- WHAT NEEDS TO BE DONE: Retype, without alteration, each line from the line containing "If you could pick out the running" to the final line of the records.

- MATERIALS PROVIDED:
>> BEGIN
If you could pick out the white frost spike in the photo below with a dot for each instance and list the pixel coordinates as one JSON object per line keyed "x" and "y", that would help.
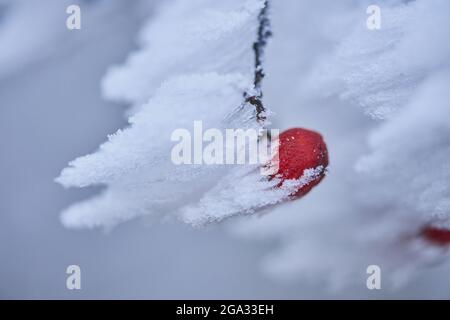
{"x": 193, "y": 36}
{"x": 196, "y": 63}
{"x": 244, "y": 191}
{"x": 379, "y": 70}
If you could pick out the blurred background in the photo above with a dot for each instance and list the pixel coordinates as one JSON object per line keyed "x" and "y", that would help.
{"x": 52, "y": 110}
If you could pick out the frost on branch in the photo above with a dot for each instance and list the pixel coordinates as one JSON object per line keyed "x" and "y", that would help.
{"x": 196, "y": 62}
{"x": 388, "y": 178}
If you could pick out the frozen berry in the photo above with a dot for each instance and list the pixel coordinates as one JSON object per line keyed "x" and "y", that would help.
{"x": 436, "y": 236}
{"x": 299, "y": 150}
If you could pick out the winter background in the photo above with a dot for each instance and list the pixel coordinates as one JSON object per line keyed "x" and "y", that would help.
{"x": 380, "y": 99}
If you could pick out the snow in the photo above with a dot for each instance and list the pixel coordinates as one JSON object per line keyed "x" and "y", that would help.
{"x": 135, "y": 162}
{"x": 389, "y": 176}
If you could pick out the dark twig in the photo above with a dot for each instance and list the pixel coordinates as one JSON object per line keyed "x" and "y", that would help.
{"x": 255, "y": 96}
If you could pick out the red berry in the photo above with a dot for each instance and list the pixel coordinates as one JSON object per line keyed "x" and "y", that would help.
{"x": 299, "y": 150}
{"x": 436, "y": 236}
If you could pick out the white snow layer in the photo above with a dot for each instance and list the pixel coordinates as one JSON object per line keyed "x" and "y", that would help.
{"x": 195, "y": 64}
{"x": 387, "y": 178}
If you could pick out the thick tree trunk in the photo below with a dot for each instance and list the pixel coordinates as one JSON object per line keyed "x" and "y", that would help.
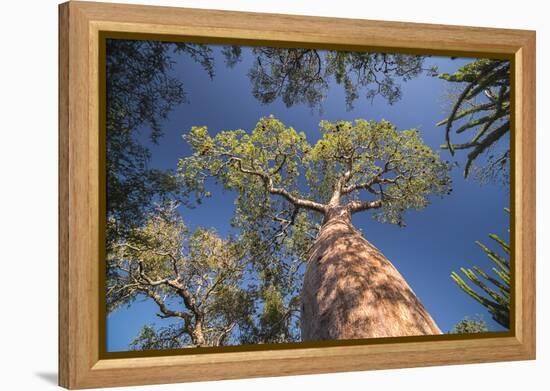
{"x": 352, "y": 291}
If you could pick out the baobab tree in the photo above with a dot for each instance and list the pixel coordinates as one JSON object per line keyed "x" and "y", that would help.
{"x": 350, "y": 290}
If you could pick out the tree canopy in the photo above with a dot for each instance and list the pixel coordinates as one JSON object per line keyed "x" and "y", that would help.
{"x": 195, "y": 278}
{"x": 303, "y": 75}
{"x": 141, "y": 91}
{"x": 470, "y": 326}
{"x": 483, "y": 106}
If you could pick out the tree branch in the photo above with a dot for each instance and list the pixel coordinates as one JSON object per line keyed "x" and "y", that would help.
{"x": 359, "y": 206}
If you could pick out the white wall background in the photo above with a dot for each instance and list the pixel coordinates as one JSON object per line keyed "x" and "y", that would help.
{"x": 28, "y": 193}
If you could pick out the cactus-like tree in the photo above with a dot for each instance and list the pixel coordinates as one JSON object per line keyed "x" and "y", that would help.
{"x": 493, "y": 290}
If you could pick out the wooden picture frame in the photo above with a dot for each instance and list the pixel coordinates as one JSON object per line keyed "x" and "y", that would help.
{"x": 81, "y": 364}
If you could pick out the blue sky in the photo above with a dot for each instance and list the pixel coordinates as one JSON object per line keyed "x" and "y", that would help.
{"x": 437, "y": 240}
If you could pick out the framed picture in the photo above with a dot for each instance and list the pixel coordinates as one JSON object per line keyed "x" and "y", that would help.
{"x": 247, "y": 195}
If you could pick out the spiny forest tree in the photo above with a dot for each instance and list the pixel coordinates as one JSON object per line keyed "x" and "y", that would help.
{"x": 482, "y": 109}
{"x": 350, "y": 290}
{"x": 196, "y": 279}
{"x": 303, "y": 75}
{"x": 141, "y": 91}
{"x": 495, "y": 290}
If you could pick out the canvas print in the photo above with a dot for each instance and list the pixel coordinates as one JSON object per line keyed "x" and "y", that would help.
{"x": 261, "y": 195}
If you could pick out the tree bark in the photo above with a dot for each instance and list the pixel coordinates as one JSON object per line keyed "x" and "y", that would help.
{"x": 352, "y": 291}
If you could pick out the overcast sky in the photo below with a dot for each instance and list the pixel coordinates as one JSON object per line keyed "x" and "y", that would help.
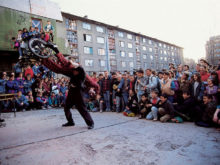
{"x": 186, "y": 23}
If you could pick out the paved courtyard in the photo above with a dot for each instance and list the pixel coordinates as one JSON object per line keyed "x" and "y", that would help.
{"x": 36, "y": 137}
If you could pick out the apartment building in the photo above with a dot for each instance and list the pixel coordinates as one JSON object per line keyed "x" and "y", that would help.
{"x": 99, "y": 47}
{"x": 213, "y": 50}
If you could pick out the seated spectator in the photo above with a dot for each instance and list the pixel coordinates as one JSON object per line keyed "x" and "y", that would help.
{"x": 154, "y": 104}
{"x": 205, "y": 115}
{"x": 30, "y": 100}
{"x": 188, "y": 106}
{"x": 143, "y": 108}
{"x": 53, "y": 102}
{"x": 21, "y": 102}
{"x": 166, "y": 109}
{"x": 41, "y": 102}
{"x": 131, "y": 108}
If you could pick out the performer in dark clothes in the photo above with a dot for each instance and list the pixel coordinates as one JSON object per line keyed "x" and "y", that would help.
{"x": 78, "y": 80}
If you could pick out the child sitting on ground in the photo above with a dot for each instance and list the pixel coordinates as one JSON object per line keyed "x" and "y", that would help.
{"x": 132, "y": 107}
{"x": 166, "y": 109}
{"x": 154, "y": 104}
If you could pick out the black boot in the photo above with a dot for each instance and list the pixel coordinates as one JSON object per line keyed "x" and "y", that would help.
{"x": 68, "y": 124}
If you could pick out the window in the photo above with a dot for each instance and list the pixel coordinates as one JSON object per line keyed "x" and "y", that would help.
{"x": 87, "y": 37}
{"x": 100, "y": 40}
{"x": 101, "y": 51}
{"x": 123, "y": 64}
{"x": 120, "y": 34}
{"x": 121, "y": 44}
{"x": 130, "y": 54}
{"x": 131, "y": 64}
{"x": 130, "y": 45}
{"x": 129, "y": 36}
{"x": 122, "y": 53}
{"x": 100, "y": 29}
{"x": 88, "y": 50}
{"x": 102, "y": 63}
{"x": 86, "y": 26}
{"x": 89, "y": 63}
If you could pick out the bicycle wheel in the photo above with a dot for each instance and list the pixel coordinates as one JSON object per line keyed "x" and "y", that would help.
{"x": 40, "y": 48}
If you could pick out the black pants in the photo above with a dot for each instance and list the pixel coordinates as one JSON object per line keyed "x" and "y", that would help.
{"x": 75, "y": 97}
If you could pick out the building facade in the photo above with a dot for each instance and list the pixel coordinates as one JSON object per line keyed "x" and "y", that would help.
{"x": 99, "y": 47}
{"x": 213, "y": 50}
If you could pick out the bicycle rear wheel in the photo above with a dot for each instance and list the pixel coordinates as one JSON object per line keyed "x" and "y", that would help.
{"x": 40, "y": 48}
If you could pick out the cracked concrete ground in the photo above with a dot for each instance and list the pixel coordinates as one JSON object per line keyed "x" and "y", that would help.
{"x": 36, "y": 137}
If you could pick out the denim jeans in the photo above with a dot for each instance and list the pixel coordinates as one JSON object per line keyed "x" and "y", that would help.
{"x": 118, "y": 103}
{"x": 152, "y": 114}
{"x": 107, "y": 100}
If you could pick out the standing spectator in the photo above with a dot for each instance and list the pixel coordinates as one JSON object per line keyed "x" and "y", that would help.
{"x": 105, "y": 89}
{"x": 49, "y": 27}
{"x": 28, "y": 70}
{"x": 132, "y": 107}
{"x": 166, "y": 109}
{"x": 154, "y": 104}
{"x": 211, "y": 89}
{"x": 205, "y": 116}
{"x": 11, "y": 85}
{"x": 197, "y": 88}
{"x": 52, "y": 101}
{"x": 17, "y": 69}
{"x": 124, "y": 88}
{"x": 140, "y": 84}
{"x": 41, "y": 102}
{"x": 35, "y": 68}
{"x": 30, "y": 100}
{"x": 3, "y": 83}
{"x": 179, "y": 71}
{"x": 204, "y": 74}
{"x": 151, "y": 81}
{"x": 20, "y": 82}
{"x": 21, "y": 102}
{"x": 27, "y": 84}
{"x": 166, "y": 87}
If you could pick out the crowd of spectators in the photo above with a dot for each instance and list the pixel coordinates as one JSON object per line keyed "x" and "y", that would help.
{"x": 173, "y": 95}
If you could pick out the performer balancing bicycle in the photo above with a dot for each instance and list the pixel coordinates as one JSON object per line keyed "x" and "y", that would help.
{"x": 78, "y": 80}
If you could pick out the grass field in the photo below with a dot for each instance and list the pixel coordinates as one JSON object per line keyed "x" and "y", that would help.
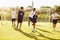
{"x": 43, "y": 31}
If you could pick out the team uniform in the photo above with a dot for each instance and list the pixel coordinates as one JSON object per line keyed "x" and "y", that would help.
{"x": 54, "y": 18}
{"x": 13, "y": 16}
{"x": 32, "y": 17}
{"x": 20, "y": 16}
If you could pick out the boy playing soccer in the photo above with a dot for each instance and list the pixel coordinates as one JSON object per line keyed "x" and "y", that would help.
{"x": 13, "y": 17}
{"x": 20, "y": 16}
{"x": 54, "y": 18}
{"x": 33, "y": 18}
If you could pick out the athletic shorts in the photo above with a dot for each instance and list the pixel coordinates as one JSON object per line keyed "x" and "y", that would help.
{"x": 20, "y": 20}
{"x": 13, "y": 19}
{"x": 32, "y": 19}
{"x": 55, "y": 21}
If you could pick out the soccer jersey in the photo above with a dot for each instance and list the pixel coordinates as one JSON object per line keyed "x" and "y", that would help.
{"x": 54, "y": 16}
{"x": 13, "y": 14}
{"x": 20, "y": 14}
{"x": 31, "y": 14}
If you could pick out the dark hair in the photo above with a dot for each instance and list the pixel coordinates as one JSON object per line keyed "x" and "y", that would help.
{"x": 34, "y": 9}
{"x": 22, "y": 7}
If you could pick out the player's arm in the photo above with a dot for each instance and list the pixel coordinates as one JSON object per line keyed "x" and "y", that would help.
{"x": 50, "y": 17}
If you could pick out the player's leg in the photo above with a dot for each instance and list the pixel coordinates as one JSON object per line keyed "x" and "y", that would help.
{"x": 18, "y": 23}
{"x": 28, "y": 22}
{"x": 33, "y": 27}
{"x": 54, "y": 24}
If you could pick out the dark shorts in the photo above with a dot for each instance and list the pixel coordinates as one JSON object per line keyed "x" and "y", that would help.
{"x": 55, "y": 21}
{"x": 20, "y": 20}
{"x": 14, "y": 19}
{"x": 32, "y": 19}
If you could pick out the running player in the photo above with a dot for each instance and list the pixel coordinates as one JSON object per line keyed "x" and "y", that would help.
{"x": 54, "y": 18}
{"x": 13, "y": 14}
{"x": 20, "y": 17}
{"x": 33, "y": 18}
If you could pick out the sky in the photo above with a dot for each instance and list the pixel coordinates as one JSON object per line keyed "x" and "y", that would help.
{"x": 25, "y": 3}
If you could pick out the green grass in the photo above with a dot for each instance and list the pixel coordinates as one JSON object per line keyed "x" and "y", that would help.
{"x": 43, "y": 32}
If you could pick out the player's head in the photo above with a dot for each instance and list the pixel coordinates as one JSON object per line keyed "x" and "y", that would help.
{"x": 53, "y": 11}
{"x": 34, "y": 9}
{"x": 13, "y": 9}
{"x": 22, "y": 8}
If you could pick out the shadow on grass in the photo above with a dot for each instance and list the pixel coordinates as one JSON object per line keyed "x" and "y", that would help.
{"x": 41, "y": 35}
{"x": 33, "y": 36}
{"x": 26, "y": 34}
{"x": 58, "y": 31}
{"x": 44, "y": 30}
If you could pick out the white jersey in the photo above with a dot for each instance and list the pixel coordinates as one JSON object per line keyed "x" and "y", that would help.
{"x": 31, "y": 14}
{"x": 13, "y": 14}
{"x": 54, "y": 16}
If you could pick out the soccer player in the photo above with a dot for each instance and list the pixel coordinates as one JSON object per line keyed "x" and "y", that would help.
{"x": 13, "y": 16}
{"x": 33, "y": 18}
{"x": 20, "y": 17}
{"x": 54, "y": 18}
>> END
- TASK OUTPUT:
If you could pick out the running player in the photo above with a dot for each instance and list the pixel coordinates as one JSON object per line keyed "x" and "y", that would help.
{"x": 54, "y": 18}
{"x": 13, "y": 14}
{"x": 20, "y": 17}
{"x": 33, "y": 18}
If you could pick out the sky in the photo above with a dot for each instance and list the pixel coordinates as one JSON object per line keyed "x" and "y", that would help.
{"x": 25, "y": 3}
If you could pick out the green grass in the photo above with a dot for each instance and list the pixel coordinates as one JSON object per line keyed "x" and "y", that would help.
{"x": 43, "y": 32}
If you could pick out the player's head in the photo above with a dot for each instance and list the pixel coordinates as one JSON object per line keyed "x" and "y", that would help.
{"x": 53, "y": 11}
{"x": 34, "y": 9}
{"x": 13, "y": 9}
{"x": 22, "y": 8}
If you could pick out the shadow on grass in the photo above with a dot for each instance and list the pixel coordinates as one JSON object per line keyed "x" and "y", that would help.
{"x": 41, "y": 35}
{"x": 33, "y": 36}
{"x": 26, "y": 34}
{"x": 58, "y": 31}
{"x": 44, "y": 30}
If you could pick out the white jersey in the photo above with a dot for each instance and list the pixel coordinates as one JSON object per line keyed "x" and "y", that would help.
{"x": 31, "y": 14}
{"x": 13, "y": 14}
{"x": 54, "y": 16}
If you could pick out the soccer player in the photo above with a dot for each instance and list the pixel coordinates as one JSON object per line keyed "x" and "y", that would help.
{"x": 13, "y": 16}
{"x": 33, "y": 18}
{"x": 20, "y": 17}
{"x": 54, "y": 18}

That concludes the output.